Ein Kompromiss war gefunden, als ich die Schüler selbst Filme als Thema vorschlagen ließ, auf die ich (und die Moviepiloten) mit der Einordnung in einen filmgeschichtlichen Kontext antworteten. Dokumentiert haben wir das in dieser Wichtelfilmliste, und rund um die HUNGER GAMES entstand eine fruchtbare Diskussion rund um Ästhetik und Inszenierung im Vergleich mit DAS MILLIONENSPIEL, RUNNING MAN und NETWORK. Das ist zwar noch keine Praxis, aber ein vielversprechender Weg um überhaupt erfolgreich in die Filmgeschichte einzutauchen.

Phase II

Nach Weihnachten tat sich dann die Chance für ein praktisches Filmprojekt auf: Für den Bundeswettbewerb Fremdsprachen sollten zwei Filme entstehen. Und siehe da, es kamen mehr Jugendliche in den Kurs und das konkrete Vorhaben zog beide Gruppen tiefer in die Materie. Wir entwickelten die Drehbücher, gingen in einem nächsten Schritt dazu über die Visualisierung mittels Karteikarten und kruden Storyboards anzugehen. Das hat die Schüler richtig begeistert und neu motiviert, man konnte es förmlich in den Köpfen “klick” machen hören.

Beide Filme wurden von der Jury ausgezeichnet und jeweils 3 Schüler nach Hannover zur Präsentation eingeladen worden, die sind aber lieber nach Wien gefahren, was man ihnen kaum verübeln kann. Gerne würde ich euch die Filme hier einbetten, da dort aber aktuelle Popmusik vorkommt, kann (und vor allem darf) ich derlei nicht öffentlich zugänglich machen. Auch hier hinkt der Gesetzgeber meilenweit hinterher und obendrein an den Bedürfnissen unseres Nachwuchses kilometerweit vorbei. Europäisches „fair use“-Modell? Fehlanzeige. Selbst was Schulen dürfen und nicht dürfen ist für die meisten Lehrerzimmer zu schwer zu verstehen. Wie sollen es da erst die Schüler lernen, wenn ihre Apps sie in ihrem Alltag zu einem gänzlich anderem Umgang verleiten und erziehen?

Im Ergebnis war die Projektarbeit schon toll, aber mir schwebte noch ein Versuch vor, uns an einem Hybrid aus beiden vorherigen Phasen zu versuchen, der sich am besten in dem Begriff “reverse engineering” zusammenfassen lässt.

[ANGEZEIGTE DATENSÄTZE]
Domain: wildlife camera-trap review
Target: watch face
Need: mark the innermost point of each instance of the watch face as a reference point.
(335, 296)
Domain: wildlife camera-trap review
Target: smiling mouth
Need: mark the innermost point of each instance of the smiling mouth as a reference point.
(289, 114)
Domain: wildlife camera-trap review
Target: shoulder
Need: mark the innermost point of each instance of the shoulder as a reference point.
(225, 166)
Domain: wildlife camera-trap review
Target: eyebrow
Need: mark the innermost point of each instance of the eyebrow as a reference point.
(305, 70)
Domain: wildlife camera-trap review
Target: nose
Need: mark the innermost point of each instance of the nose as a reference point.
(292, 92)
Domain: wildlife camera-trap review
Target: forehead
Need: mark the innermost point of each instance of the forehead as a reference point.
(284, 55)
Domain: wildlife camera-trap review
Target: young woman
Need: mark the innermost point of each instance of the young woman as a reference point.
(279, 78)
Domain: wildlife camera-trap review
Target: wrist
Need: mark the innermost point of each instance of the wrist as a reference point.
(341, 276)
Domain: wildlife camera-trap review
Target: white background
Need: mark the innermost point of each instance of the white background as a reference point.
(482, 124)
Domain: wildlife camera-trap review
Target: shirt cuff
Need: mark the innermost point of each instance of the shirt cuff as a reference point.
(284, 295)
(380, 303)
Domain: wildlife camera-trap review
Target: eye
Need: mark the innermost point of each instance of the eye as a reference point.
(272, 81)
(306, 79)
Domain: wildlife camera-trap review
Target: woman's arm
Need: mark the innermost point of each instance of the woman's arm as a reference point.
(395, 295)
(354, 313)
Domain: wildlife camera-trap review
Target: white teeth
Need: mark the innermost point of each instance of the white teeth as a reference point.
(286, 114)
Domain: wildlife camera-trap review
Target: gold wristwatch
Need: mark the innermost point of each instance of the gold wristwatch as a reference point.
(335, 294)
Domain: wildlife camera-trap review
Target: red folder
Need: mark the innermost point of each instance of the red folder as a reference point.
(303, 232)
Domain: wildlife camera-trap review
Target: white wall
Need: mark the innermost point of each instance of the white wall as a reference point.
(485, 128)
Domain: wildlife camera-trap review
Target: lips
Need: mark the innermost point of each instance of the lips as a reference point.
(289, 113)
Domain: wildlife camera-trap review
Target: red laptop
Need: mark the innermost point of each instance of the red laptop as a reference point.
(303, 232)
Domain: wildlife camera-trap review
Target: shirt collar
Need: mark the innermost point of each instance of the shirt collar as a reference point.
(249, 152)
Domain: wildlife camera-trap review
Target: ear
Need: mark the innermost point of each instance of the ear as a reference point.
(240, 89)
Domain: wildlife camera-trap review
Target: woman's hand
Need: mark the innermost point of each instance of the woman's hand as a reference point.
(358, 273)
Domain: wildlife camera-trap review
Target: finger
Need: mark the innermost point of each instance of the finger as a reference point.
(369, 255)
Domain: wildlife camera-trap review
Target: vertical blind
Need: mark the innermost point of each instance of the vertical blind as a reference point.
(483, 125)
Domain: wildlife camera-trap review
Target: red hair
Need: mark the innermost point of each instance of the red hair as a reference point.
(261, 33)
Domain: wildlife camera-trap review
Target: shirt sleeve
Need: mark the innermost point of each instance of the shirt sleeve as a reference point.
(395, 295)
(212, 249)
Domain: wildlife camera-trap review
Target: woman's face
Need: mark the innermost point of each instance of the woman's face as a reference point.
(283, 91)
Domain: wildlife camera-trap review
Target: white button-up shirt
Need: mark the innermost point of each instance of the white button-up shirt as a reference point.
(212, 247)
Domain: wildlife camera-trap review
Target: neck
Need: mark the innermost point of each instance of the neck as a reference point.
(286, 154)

[AUFGABE] Führe den Ausgangstext über die Filmarbeit mit Schülern im Anschluss an seinen letzten Satz fort. Die Datensätze stehen in keinem Zusammenhang mit dem Ausgangstext.

[ERGEBNIS]
Phase III

Es hieß also einen Spielfilm in seine Einzelteile zu zerlegen, Einstellung für Einstellung in einem Schnittprogramm. Das hatte schon mal den Vorteil, das alle im Handumdrehen vor dem Rechner saßen und mit Profisoftware zu hantieren hatten, deren Benutzeroberfläche allein bei manchen Betrachtern Herzrhythmusstörungen auslösen kann. Nicht nur unter Windows wimmelt es nur so vor Fenstern und ein falscher Klick oder Tastendruck droht den Rechner ins Nirwana zu schicken. Schon nach wenigen Minuten bot sich dann ein anderes Bild: die immer gleichen Keyboard-Shortcuts gingen in einem Tempo von der Hand, das man nicht für möglich gehalten hätte. Und es wird noch besser: fast jede Einstellung wirft Fragen auf. Wenn die Kamera schwenkt, ist das dann schon ein Schnitt? Nein, aber eine gute Frage. Dann geht ein Blitzgerät los und das Bild ist so überbelichtet, dass man nicht weiß bei welchen Frame jetzt genau die eine Einstellung aufhört und die nächste beginnt. Bald darauf eine Plansequenz, es kommt einfach kein Schnitt und das fühlt sich merkwürdig, ja falsch an. Vorher wäre ihnen derlei nie aufgefallen, aber kaum schneiden sie, sehen sie Film mit anderen Augen. Da wollte ich hin. Der Unterschied ist, dass sie jetzt von alleine auf die Fragen stoßen, sie ergeben sich von selbst, es ist kein einseitiges dozieren mehr, das uns ja ohnehin gelangweilt hat.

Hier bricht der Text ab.